> [INSTRUCTIONS FOR THE TASK]:
Only the lines from the one containing "Entity to detect: blue sky" to the end of the material belong in your answer. Please copy them word for word.

:: TASK DATA

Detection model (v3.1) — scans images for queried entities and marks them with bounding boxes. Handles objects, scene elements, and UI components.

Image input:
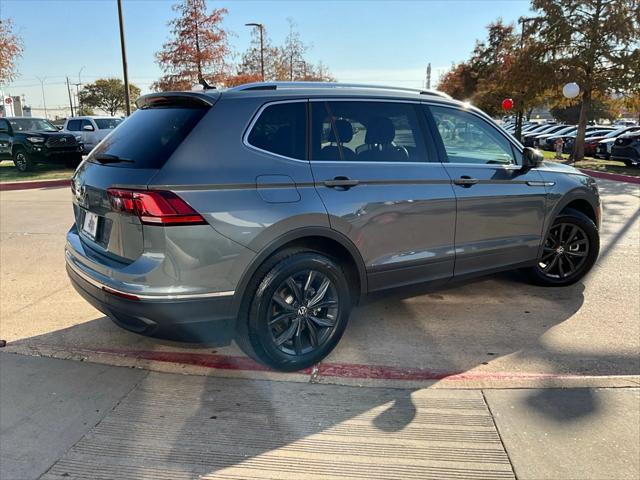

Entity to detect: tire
[236,248,352,371]
[526,208,599,286]
[65,154,83,169]
[13,149,33,172]
[623,159,639,168]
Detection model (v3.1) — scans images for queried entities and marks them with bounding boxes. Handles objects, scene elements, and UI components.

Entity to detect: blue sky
[1,0,532,115]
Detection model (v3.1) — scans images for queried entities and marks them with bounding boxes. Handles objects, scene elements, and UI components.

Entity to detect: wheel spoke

::::

> [TASK RESULT]:
Entity to detect: blue sky
[1,0,532,115]
Detection model (v3.1) — scans images for queried entities and marks them with bounding boxes. Handles objects, scene elements, and UI components.

Entity to detect: wheel spoke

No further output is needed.